Format the material below as a numbered list with one line per item, and omit every blank line.

# start of Supplied records

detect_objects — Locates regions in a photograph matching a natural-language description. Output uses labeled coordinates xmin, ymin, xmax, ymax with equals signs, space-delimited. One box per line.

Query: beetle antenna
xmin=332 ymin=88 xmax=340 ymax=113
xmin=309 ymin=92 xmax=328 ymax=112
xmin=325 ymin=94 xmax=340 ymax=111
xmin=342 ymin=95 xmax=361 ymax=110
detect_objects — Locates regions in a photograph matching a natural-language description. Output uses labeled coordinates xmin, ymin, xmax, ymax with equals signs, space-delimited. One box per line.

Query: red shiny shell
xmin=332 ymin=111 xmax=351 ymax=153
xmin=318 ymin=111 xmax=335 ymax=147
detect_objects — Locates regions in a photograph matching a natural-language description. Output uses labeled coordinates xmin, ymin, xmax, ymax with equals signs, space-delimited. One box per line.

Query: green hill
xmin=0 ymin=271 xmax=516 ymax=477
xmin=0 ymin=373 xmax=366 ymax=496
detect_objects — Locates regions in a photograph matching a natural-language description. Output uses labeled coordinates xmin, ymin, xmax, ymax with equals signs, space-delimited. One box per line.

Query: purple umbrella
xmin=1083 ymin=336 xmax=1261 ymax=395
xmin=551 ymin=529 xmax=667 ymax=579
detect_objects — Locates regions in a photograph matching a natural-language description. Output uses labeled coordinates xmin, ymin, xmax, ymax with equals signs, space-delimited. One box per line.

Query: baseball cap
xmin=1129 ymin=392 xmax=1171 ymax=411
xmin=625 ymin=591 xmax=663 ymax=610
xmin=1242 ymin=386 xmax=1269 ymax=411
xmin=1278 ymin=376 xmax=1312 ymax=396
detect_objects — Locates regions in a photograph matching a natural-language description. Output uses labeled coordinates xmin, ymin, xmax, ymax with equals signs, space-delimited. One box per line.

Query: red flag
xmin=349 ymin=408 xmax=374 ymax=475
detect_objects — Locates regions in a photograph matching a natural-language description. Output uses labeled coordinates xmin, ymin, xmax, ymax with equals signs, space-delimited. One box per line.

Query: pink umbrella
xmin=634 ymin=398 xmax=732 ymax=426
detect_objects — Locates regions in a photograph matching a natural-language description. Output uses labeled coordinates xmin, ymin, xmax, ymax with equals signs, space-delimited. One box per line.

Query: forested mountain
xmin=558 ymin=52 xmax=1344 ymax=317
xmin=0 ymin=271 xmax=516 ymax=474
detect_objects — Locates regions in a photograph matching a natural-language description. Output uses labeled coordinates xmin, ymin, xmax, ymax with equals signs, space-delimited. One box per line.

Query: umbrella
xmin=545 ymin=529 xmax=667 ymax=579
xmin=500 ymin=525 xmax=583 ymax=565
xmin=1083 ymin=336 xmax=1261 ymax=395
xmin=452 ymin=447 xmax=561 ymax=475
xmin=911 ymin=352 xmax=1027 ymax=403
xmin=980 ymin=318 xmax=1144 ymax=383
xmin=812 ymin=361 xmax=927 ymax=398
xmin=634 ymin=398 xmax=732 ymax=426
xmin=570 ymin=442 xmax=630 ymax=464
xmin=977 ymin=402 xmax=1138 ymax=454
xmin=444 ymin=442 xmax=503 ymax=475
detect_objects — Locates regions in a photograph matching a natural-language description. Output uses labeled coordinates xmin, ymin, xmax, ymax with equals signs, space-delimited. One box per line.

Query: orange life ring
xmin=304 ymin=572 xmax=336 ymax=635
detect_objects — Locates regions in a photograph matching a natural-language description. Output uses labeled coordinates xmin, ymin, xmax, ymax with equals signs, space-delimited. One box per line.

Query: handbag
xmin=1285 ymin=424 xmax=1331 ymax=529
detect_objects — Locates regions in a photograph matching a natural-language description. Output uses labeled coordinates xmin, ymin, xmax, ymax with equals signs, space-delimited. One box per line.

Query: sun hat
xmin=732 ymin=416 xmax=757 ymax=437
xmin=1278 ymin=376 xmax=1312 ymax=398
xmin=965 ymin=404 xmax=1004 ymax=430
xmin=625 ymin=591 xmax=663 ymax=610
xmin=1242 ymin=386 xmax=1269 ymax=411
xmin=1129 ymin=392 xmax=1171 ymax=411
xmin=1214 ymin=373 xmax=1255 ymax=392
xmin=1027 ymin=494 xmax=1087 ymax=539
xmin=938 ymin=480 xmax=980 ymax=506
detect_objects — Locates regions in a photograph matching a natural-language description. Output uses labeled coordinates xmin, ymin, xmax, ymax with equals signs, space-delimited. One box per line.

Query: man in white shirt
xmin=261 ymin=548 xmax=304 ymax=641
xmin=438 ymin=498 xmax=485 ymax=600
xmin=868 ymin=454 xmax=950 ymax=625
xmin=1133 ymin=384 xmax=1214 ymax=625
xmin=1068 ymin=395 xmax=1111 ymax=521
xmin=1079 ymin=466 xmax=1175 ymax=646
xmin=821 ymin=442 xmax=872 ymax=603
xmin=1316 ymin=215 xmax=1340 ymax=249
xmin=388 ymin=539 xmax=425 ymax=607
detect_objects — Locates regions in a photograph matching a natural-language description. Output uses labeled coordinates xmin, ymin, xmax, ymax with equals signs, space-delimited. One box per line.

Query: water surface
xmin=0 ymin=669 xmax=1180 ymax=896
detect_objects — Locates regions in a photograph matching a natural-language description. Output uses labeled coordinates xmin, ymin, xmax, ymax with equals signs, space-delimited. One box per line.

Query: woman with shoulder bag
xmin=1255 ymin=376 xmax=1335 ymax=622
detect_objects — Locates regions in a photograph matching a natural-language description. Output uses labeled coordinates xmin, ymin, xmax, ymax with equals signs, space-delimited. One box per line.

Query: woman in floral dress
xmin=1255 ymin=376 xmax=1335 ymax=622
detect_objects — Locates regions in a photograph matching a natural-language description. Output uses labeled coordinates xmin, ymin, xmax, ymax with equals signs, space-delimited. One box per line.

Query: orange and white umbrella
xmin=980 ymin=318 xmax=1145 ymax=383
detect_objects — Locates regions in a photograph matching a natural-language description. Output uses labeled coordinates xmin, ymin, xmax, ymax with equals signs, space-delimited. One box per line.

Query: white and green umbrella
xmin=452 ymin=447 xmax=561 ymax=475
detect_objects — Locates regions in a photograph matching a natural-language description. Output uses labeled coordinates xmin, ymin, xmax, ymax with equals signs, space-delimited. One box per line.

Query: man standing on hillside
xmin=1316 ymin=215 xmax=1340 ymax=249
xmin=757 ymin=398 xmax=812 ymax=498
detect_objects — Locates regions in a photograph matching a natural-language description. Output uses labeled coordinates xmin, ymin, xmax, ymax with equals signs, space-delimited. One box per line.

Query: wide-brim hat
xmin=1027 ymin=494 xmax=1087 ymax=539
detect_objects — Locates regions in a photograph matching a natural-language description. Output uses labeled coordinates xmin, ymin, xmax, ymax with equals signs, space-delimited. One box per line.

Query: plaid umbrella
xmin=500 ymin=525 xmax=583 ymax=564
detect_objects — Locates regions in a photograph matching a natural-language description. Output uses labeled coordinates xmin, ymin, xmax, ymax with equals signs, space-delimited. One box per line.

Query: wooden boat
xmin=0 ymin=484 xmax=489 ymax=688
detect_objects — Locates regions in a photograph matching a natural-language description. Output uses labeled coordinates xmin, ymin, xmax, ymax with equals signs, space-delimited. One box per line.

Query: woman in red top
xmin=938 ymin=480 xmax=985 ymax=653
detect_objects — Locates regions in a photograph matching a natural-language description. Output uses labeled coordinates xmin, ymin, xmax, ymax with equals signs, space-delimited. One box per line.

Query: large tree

# end of Supplied records

Output of the exercise —
1. detect_objects — Locates regions in a photograph matching a natural-language description. Output uses labeled coordinates xmin, ymin, xmax, ymax with equals signs, space-delimited. One box per line.
2. Query: beetle antenna
3. xmin=332 ymin=88 xmax=340 ymax=113
4. xmin=309 ymin=92 xmax=328 ymax=112
5. xmin=325 ymin=94 xmax=340 ymax=111
6. xmin=342 ymin=95 xmax=361 ymax=110
7. detect_objects — Locates regions in a photograph matching a natural-language description. Output uses labeled coordinates xmin, ymin, xmax, ymax with equals signs, space-delimited. One box per line.
8. Query: red shiny shell
9. xmin=332 ymin=111 xmax=351 ymax=153
10. xmin=318 ymin=111 xmax=335 ymax=147
11. detect_objects — Locates regions in a photograph matching a natural-language description. Output uses labeled coordinates xmin, ymin, xmax, ymax with equals signs, space-delimited. One box per line.
12. Query: green hill
13. xmin=0 ymin=271 xmax=516 ymax=477
14. xmin=0 ymin=373 xmax=366 ymax=496
15. detect_objects — Locates regions in a photograph matching a natural-language description. Output uses labeled coordinates xmin, ymin, xmax, ymax with equals signs, space-delimited. One box per line.
16. Query: purple umbrella
17. xmin=1083 ymin=336 xmax=1261 ymax=395
18. xmin=551 ymin=529 xmax=667 ymax=579
19. detect_objects — Locates regions in a photograph matching a natural-language description. Output uses labeled coordinates xmin, ymin, xmax, ymax with equals signs, space-delimited. One box per line.
20. Query: baseball cap
21. xmin=1129 ymin=392 xmax=1171 ymax=411
22. xmin=625 ymin=591 xmax=663 ymax=610
23. xmin=1242 ymin=386 xmax=1269 ymax=411
24. xmin=1278 ymin=376 xmax=1312 ymax=396
25. detect_objects — Locates regions in a photograph matching a natural-language description. Output uses labeled coordinates xmin, ymin, xmax, ymax with equals signs, space-delimited. One box per line.
26. Query: red flag
27. xmin=349 ymin=408 xmax=374 ymax=475
28. detect_objects — Locates regions in a photograph matching a natural-language description. Output uses labeled coordinates xmin, ymin, xmax, ymax with equals signs, space-delimited. One box per line.
29. Query: pink umbrella
30. xmin=634 ymin=398 xmax=732 ymax=426
31. detect_objects — Locates regions in a photograph matching a natural-language description. Output uses labeled coordinates xmin, ymin, xmax, ymax with equals signs, space-delimited. One box per line.
32. Query: forested mountain
33. xmin=558 ymin=52 xmax=1344 ymax=317
34. xmin=0 ymin=271 xmax=516 ymax=474
35. detect_objects — Locates regions in a photograph matching a natural-language description. Output uses labeled coordinates xmin, ymin, xmax, ymax with equals signs, space-delimited. One box per line.
36. Query: umbrella
37. xmin=545 ymin=529 xmax=667 ymax=579
38. xmin=500 ymin=525 xmax=583 ymax=565
39. xmin=1083 ymin=336 xmax=1261 ymax=395
40. xmin=452 ymin=447 xmax=561 ymax=475
41. xmin=911 ymin=352 xmax=1027 ymax=403
42. xmin=980 ymin=318 xmax=1144 ymax=383
43. xmin=812 ymin=361 xmax=927 ymax=398
44. xmin=634 ymin=398 xmax=732 ymax=426
45. xmin=570 ymin=442 xmax=630 ymax=464
46. xmin=977 ymin=402 xmax=1138 ymax=454
47. xmin=444 ymin=442 xmax=503 ymax=475
48. detect_objects — Locates regions in a photograph matching a natural-language description. Output uses labeled coordinates xmin, ymin, xmax, ymax with equals signs, space-delimited. One box per line.
49. Query: orange life ring
50. xmin=304 ymin=572 xmax=336 ymax=635
51. detect_objects — Locates regions in a photograph matching a natural-language description. Output uses labeled coordinates xmin, ymin, xmax, ymax with equals signs, space-delimited. One box per line.
52. Query: handbag
53. xmin=1285 ymin=424 xmax=1331 ymax=529
54. detect_objects — Locates regions in a photograph matching a natural-language description. Output uses labeled coordinates xmin, ymin, xmax, ymax with equals signs, space-delimited. One box per line.
55. Query: sun hat
56. xmin=732 ymin=416 xmax=757 ymax=437
57. xmin=1278 ymin=376 xmax=1312 ymax=398
58. xmin=965 ymin=404 xmax=1004 ymax=430
59. xmin=625 ymin=591 xmax=663 ymax=610
60. xmin=1242 ymin=386 xmax=1269 ymax=411
61. xmin=1129 ymin=392 xmax=1171 ymax=411
62. xmin=1214 ymin=373 xmax=1255 ymax=392
63. xmin=1027 ymin=494 xmax=1087 ymax=539
64. xmin=938 ymin=480 xmax=980 ymax=506
65. detect_objects — Locates regions in a photograph matching a natural-language description. Output uses labeled coordinates xmin, ymin, xmax, ymax with equals signs, space-delimited. One box per line.
66. Query: man in white shirt
67. xmin=261 ymin=548 xmax=304 ymax=641
68. xmin=438 ymin=498 xmax=485 ymax=600
69. xmin=868 ymin=454 xmax=950 ymax=625
70. xmin=1133 ymin=384 xmax=1214 ymax=625
71. xmin=1068 ymin=395 xmax=1111 ymax=521
72. xmin=1079 ymin=466 xmax=1175 ymax=646
73. xmin=821 ymin=442 xmax=872 ymax=603
74. xmin=1316 ymin=215 xmax=1340 ymax=249
75. xmin=388 ymin=539 xmax=425 ymax=607
76. detect_objects — Locates regions in a photograph matching a natural-language description. Output uses labeled coordinates xmin, ymin, xmax, ymax with equals signs, space-delimited. One box per line.
77. Query: water surface
78. xmin=0 ymin=669 xmax=1180 ymax=896
79. detect_objects — Locates regions in a photograph matching a natural-language description. Output uses labeled coordinates xmin, ymin, xmax, ymax with equals signs, space-delimited. One box per line.
80. Query: woman with shoulder bag
81. xmin=1255 ymin=376 xmax=1335 ymax=622
82. detect_objects — Locates regions in a photograph matching a natural-language description. Output uses labeled coordinates xmin, ymin, xmax, ymax with equals signs, space-delimited. One box per line.
83. Query: woman in floral dress
84. xmin=1255 ymin=376 xmax=1335 ymax=622
85. detect_objects — Locates regions in a photograph matching a natural-language description. Output uses labeled coordinates xmin, ymin, xmax, ymax with equals signs, space-delimited. One box per line.
86. Query: orange and white umbrella
87. xmin=980 ymin=318 xmax=1145 ymax=383
88. detect_objects — Locates regions in a photograph matching a natural-language description. Output uses labeled coordinates xmin, ymin, xmax, ymax with equals signs, space-delimited. One box per line.
89. Query: white and green umbrella
90. xmin=452 ymin=447 xmax=561 ymax=475
91. detect_objects — Locates regions in a photograph matching a natural-language description. Output uses labeled coordinates xmin, ymin, xmax, ymax with equals signs, space-delimited. One box per line.
92. Query: man standing on hillside
93. xmin=1316 ymin=215 xmax=1340 ymax=249
94. xmin=757 ymin=398 xmax=812 ymax=498
95. detect_objects — Locates regions in a photograph matching a natural-language description. Output uses labeled coordinates xmin, ymin, xmax, ymax with equals signs, space-delimited. One box per line.
96. Query: wide-brim hat
97. xmin=1027 ymin=494 xmax=1087 ymax=539
98. detect_objects — Locates regions in a photograph matching a natural-language description. Output uses labeled coordinates xmin, ymin, xmax, ymax with equals signs, space-delimited. One box per line.
99. Query: plaid umbrella
100. xmin=500 ymin=525 xmax=583 ymax=564
101. detect_objects — Locates regions in a photograph matching a natural-language description. Output uses labeled coordinates xmin, ymin, xmax, ymax with equals signs, space-delimited. One box per line.
102. Query: wooden boat
103. xmin=0 ymin=484 xmax=489 ymax=688
104. detect_objects — Locates regions in a photograph matching a natural-language description. Output uses labeled coordinates xmin, ymin, xmax, ymax with equals signs, space-delimited. One box per line.
105. Query: woman in red top
106. xmin=938 ymin=480 xmax=985 ymax=653
107. detect_objects — Locates regions in a photograph matching a natural-language description. Output uses labeled coordinates xmin, ymin, xmax, ymax with equals signs, space-delimited. One box per line.
108. Query: large tree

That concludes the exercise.